→ Listed records
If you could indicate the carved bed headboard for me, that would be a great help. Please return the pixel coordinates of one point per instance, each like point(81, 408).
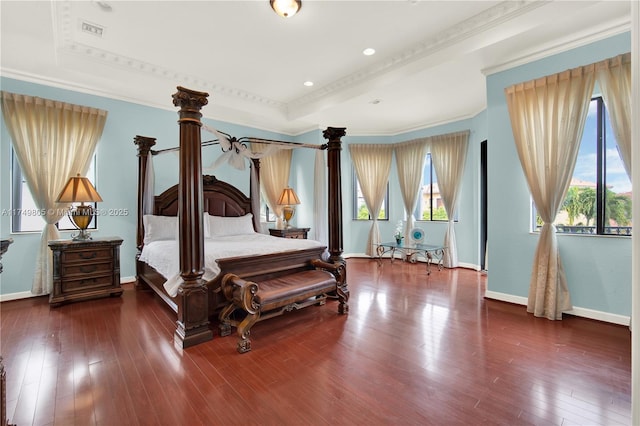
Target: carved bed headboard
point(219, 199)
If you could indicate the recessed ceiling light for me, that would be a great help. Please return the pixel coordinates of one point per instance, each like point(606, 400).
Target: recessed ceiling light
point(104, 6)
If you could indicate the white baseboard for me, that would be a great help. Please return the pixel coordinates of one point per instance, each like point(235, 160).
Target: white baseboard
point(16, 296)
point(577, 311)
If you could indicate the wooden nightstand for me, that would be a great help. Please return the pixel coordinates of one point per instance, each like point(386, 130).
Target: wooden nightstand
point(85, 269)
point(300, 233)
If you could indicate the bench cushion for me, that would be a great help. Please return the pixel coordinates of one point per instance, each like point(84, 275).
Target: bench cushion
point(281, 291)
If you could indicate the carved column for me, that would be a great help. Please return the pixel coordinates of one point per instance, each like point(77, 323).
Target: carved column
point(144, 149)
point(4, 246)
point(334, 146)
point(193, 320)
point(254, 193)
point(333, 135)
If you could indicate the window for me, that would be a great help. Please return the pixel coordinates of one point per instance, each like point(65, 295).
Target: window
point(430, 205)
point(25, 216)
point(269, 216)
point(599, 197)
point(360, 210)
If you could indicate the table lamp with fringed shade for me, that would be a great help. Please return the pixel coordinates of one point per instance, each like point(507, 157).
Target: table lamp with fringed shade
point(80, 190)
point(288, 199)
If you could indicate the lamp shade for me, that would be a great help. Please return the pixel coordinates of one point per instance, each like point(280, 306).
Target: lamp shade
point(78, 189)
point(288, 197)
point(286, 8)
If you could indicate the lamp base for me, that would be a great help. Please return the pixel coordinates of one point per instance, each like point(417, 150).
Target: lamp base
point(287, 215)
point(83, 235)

→ Task to carry out
Render the records from the line containing "If you could indicate the carved column" through the line containing "point(254, 193)", inclusive, as a two-column CSV with the headers text and answer. Give one row per record, put each field in quotes, and replace any line breaks inside a field with spaces.

→ Task output
text,answer
"If you could indicate the carved column for me, that would be a great help. Please return the pixel coordinates of one point per instance, each like point(77, 323). Target: carved column","point(144, 149) point(4, 246) point(334, 146) point(193, 320) point(254, 193)"